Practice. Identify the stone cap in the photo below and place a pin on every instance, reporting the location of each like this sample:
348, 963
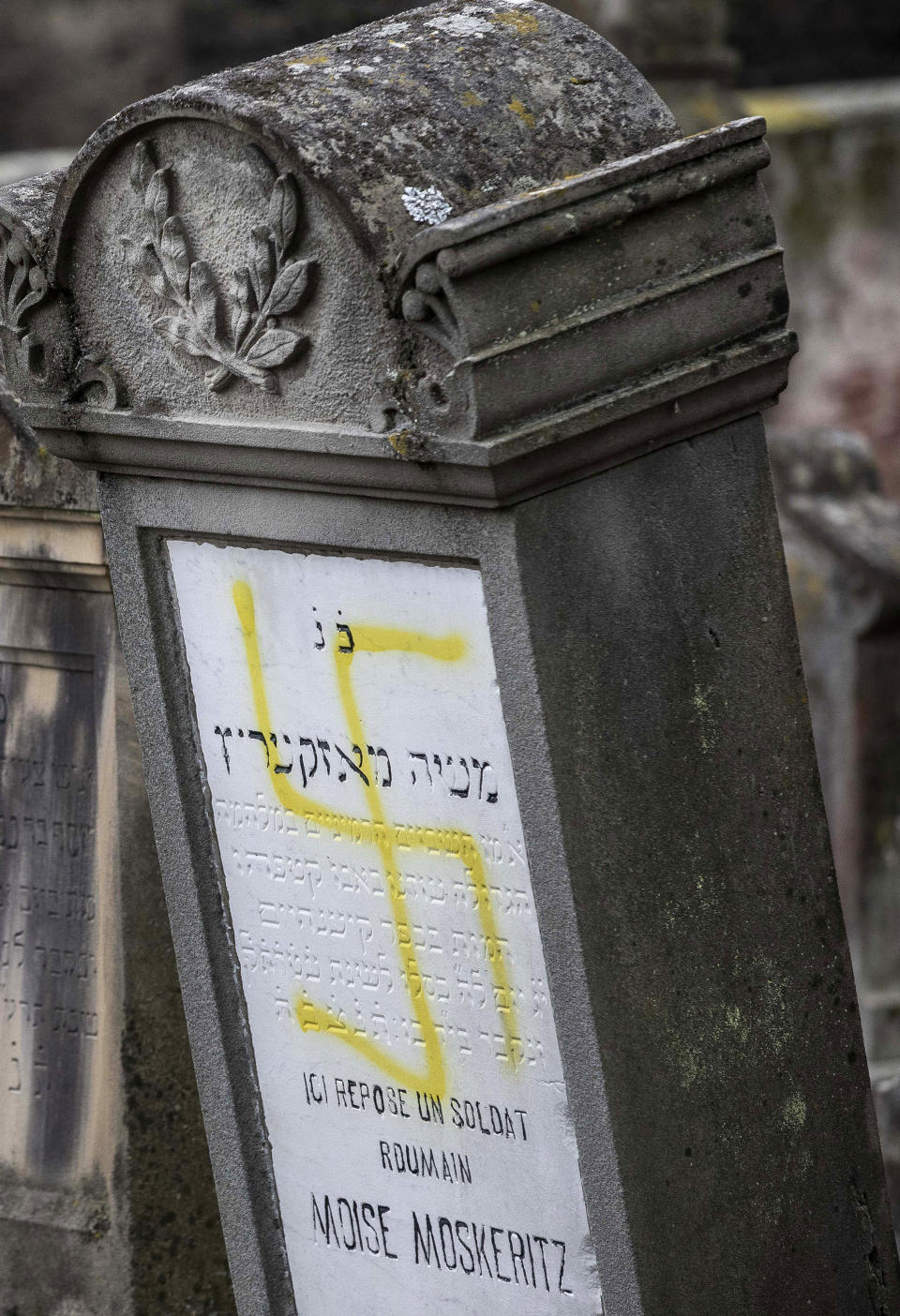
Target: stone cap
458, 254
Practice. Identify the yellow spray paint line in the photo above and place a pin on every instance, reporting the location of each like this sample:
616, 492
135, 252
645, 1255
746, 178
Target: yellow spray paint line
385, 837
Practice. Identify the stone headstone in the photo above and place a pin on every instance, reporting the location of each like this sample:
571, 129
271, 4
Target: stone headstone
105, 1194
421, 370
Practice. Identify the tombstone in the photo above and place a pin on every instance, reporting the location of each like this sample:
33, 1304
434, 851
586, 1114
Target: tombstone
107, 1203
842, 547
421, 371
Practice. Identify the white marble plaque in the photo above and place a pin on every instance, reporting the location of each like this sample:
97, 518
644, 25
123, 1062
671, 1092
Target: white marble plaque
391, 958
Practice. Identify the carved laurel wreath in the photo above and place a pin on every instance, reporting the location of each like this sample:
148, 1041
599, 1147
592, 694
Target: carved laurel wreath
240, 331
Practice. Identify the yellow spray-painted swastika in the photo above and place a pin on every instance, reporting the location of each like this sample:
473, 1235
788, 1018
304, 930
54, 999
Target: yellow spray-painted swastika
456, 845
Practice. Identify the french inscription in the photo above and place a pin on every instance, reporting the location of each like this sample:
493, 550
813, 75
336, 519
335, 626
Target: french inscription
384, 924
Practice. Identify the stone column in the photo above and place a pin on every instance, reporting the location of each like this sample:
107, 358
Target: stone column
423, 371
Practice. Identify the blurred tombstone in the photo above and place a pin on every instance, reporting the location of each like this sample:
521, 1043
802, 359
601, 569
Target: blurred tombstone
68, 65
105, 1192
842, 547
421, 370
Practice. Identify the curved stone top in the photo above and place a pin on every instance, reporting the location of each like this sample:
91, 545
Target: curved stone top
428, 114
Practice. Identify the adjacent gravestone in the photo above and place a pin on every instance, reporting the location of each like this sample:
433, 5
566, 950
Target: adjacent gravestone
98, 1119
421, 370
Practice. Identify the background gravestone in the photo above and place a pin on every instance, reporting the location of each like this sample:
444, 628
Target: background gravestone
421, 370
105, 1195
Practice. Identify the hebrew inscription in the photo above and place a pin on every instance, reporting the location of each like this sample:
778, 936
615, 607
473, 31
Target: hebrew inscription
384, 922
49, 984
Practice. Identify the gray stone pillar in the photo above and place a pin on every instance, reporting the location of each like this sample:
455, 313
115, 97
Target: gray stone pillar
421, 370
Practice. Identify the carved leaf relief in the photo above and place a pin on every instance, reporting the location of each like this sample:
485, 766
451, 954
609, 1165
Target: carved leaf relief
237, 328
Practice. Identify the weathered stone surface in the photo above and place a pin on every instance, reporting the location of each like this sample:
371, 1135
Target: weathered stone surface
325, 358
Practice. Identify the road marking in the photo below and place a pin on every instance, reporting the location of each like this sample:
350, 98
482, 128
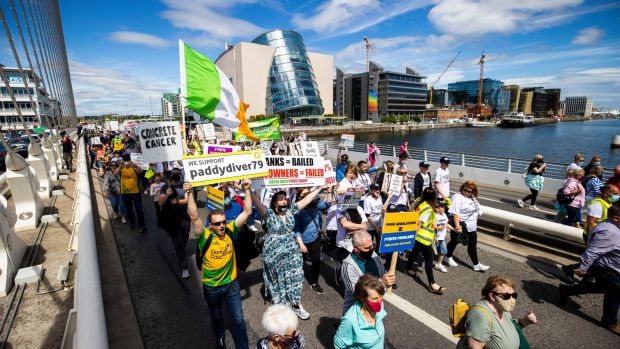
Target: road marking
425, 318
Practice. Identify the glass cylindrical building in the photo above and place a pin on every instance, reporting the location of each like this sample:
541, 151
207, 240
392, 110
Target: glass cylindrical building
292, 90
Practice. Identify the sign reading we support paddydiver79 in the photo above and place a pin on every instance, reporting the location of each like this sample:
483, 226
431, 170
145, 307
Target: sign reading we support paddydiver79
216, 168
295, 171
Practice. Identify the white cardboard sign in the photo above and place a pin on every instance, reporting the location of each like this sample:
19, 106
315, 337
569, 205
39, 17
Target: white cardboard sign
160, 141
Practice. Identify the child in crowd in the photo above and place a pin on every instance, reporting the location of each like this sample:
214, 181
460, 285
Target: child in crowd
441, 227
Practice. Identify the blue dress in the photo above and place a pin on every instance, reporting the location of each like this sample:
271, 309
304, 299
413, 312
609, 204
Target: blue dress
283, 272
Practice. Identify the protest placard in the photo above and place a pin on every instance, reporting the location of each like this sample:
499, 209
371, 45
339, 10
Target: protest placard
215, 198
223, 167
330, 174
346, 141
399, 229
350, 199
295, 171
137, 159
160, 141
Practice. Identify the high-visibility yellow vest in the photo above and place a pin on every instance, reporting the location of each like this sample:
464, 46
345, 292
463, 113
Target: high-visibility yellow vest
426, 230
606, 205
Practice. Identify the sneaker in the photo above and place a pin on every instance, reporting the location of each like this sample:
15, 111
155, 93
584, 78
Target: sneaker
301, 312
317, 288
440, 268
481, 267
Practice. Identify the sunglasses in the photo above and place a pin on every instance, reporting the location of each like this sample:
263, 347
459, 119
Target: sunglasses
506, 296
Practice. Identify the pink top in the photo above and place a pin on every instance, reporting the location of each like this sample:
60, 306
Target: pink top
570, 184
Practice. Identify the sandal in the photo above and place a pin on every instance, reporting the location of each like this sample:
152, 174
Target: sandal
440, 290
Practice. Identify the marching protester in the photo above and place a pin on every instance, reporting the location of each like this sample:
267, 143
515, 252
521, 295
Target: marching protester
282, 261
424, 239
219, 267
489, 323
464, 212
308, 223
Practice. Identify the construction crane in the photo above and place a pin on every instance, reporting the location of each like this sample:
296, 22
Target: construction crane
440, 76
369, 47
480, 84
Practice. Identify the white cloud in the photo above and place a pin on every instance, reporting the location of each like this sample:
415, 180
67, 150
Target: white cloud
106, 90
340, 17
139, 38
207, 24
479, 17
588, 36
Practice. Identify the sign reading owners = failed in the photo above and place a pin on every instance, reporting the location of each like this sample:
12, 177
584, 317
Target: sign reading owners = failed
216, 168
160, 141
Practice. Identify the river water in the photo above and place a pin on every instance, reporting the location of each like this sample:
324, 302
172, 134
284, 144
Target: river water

----

*WHAT TO WORK ON*
Copy the listing above exactly, minus the pictures.

*RESPONSE BOX*
Practice. Identify the stone cap in the photo below and place a pin on every instance, reporting the location of each like this sample:
348, 963
Target: stone cap
458, 254
Practice. Identify the yellow spray paint line in the photo above and place a pin on every instance, reporting the location of each like this sample:
616, 492
135, 252
645, 1255
746, 178
Target: yellow spray paint line
385, 837
Practice. Identify the stone headstone in the photo above and place a pin on every instance, reporting the location of each like this sample:
571, 129
271, 4
Target: stone headstone
105, 1194
421, 370
Practice. Identify the tombstone in the photo above and place a pin on every instance, reporting the location of each like this sample:
33, 1304
434, 851
586, 1114
Target: tombstone
107, 1203
842, 547
421, 371
Practice. Identify the white marble plaque in the photo above and place a pin on every instance, reporting the location of each like this sample:
97, 518
644, 25
123, 1062
671, 1092
Target: white marble plaque
391, 958
Practice. Identify the carved laurel wreath in the photo above and place a pin on every instance, reporting the location of each like this sample:
148, 1041
599, 1147
592, 694
Target: carved laurel wreath
240, 331
Practice. Identify the yellow spray-painted swastika in the photo above and place a pin on every instance, reporting the location of each like this sample:
473, 1235
788, 1018
304, 930
54, 999
Target: yellow spray-painted swastika
456, 845
Practice. Identify the french inscription in the photo above and place a pin on every instance, reporting the location of each like this sample:
493, 550
813, 75
336, 519
335, 626
Target: french inscription
384, 924
Practice. Identify the stone column in the photo above and place a pin on every instance, reporting the location of each like this sample:
107, 358
Target: stone column
423, 371
Practice. Identify the blurred tombstone in the photo above and place a pin on every instance, reporting the location of each like this sample:
521, 1043
802, 359
601, 569
Target: blurred tombstone
68, 65
105, 1192
842, 547
421, 370
Practice. Identify the curved stone top in the photo above and place a pin on every instance, reporting the location of each like this sample:
91, 545
Target: curved stone top
428, 114
Practice. Identify the adjacent gravestone in the photo above and place a pin on every instance, reporting the location of each like this sample:
433, 5
566, 950
Target: adjacent gravestone
98, 1119
421, 370
Practice. Identify the background gravestone in the photo above and place a pin on every instance, reporting the location of each like this sample:
444, 628
Target: background gravestone
421, 370
105, 1195
Practice. Identify the hebrew inscription in the photo above and place a pin on every instance, reporting the location of each like this sample:
778, 936
615, 607
473, 31
Target: hebrew inscription
384, 922
49, 984
Practice. Identify the gray stone pillar in the photo above and place a pin on every instance, reporting the location of each like this sample:
455, 313
115, 97
Target: gray stone pillar
421, 370
Practice. Identify the carved leaf relief in the photo above and place a pin on every instance, reporting the location of each like this sample:
485, 766
451, 954
609, 1165
Target: carved leaf relief
237, 328
Practice. Identify the weathered stone surface in the photo above and place a pin on every instance, reporting the location of each like this sample:
371, 1135
Target: weathered stone surface
325, 358
Practice. Identify the road marking in the photo below and place a pin on every instance, reporting the location of each like this sample:
350, 98
482, 128
Target: road marking
425, 318
Practice. Identify the glass cylindrical building in the photo above and place a pin on every instance, reporting the location of each like this sample:
541, 151
207, 240
392, 110
Target: glass cylindrical building
292, 90
Practice. Identify the sign reading we support paddydiver79 in the photo above and place a pin on every instance, reporting the location of each like this sample:
483, 226
431, 170
145, 307
Target: sign reading we support paddydiver79
216, 168
295, 171
Practice. Identify the white cardboard sign in the photo above and place a pin on every instance, reporting the location of each like this sample:
19, 106
315, 337
569, 205
39, 17
Target: white cardboard sign
160, 141
Practice. Identify the child in crowd in the photo above and place a pin on every instance, reporting the location of each like this sample:
214, 181
460, 285
Target: child in crowd
441, 227
Practice. Identify the blue dress in the photo above and place a pin on every instance, reporting the location of each like this sample:
271, 309
304, 299
413, 312
609, 204
Target: blue dress
283, 272
Practice. Identify the protest placard in the photo above and place a pin on every instance, reporting the location of each like this sample:
499, 209
371, 45
339, 10
Target: protest placard
215, 198
223, 167
330, 174
346, 141
399, 229
350, 199
295, 171
137, 159
160, 141
Practice. Identify the high-visibility yellow vest in the photo above and place a pin on every instance, reporting the location of each like this sample:
464, 46
345, 292
463, 113
Target: high-visibility yellow vest
426, 230
606, 205
Practice. Identify the sneaker in the photo above and place a pin on every instance, reporting the location of each like this sample:
15, 111
155, 93
584, 78
Target: sneaker
301, 312
317, 288
440, 268
481, 267
Practice. Identify the sunglasses in the photo above and place a pin on every instance, reporting the location of each like this sample:
263, 347
459, 119
Target: sunglasses
506, 296
Practice. Identify the pink top in the photo above and place a pin on every instance, reporting the location of each like this sample:
60, 306
Target: pink top
570, 184
Practice. Identify the sandal in the photo above and place a pin on every instance, reporting the location of each like this sample:
152, 174
Target: sandal
440, 290
Practice. Identify the marching protester in the photo above and place a pin on every instance, reporting the location of each like this sample:
267, 143
515, 252
521, 295
Target: marching protester
282, 261
424, 239
219, 267
489, 323
464, 212
308, 223
Practice. Identify the construction crane in the photo above and place a pin on every instance, reporting the location of each like this sample:
296, 22
Target: construction crane
440, 76
369, 47
480, 84
Practice. Identify the white cloud in the photo above and place a pin on every instance, reporting the location of each like this sample:
415, 180
67, 150
Target: white cloud
106, 90
340, 17
139, 38
207, 24
479, 17
588, 36
Practice. Identify the sign reading owners = failed in the photo above and place a pin on every instance, reporting the location of each like this sample:
12, 177
584, 317
Target: sign reading owners = failed
216, 168
160, 141
Practice. Identify the river water in the photo above and place a pin on every instance, reporting the location of each like this sample:
324, 302
172, 134
284, 144
Target: river water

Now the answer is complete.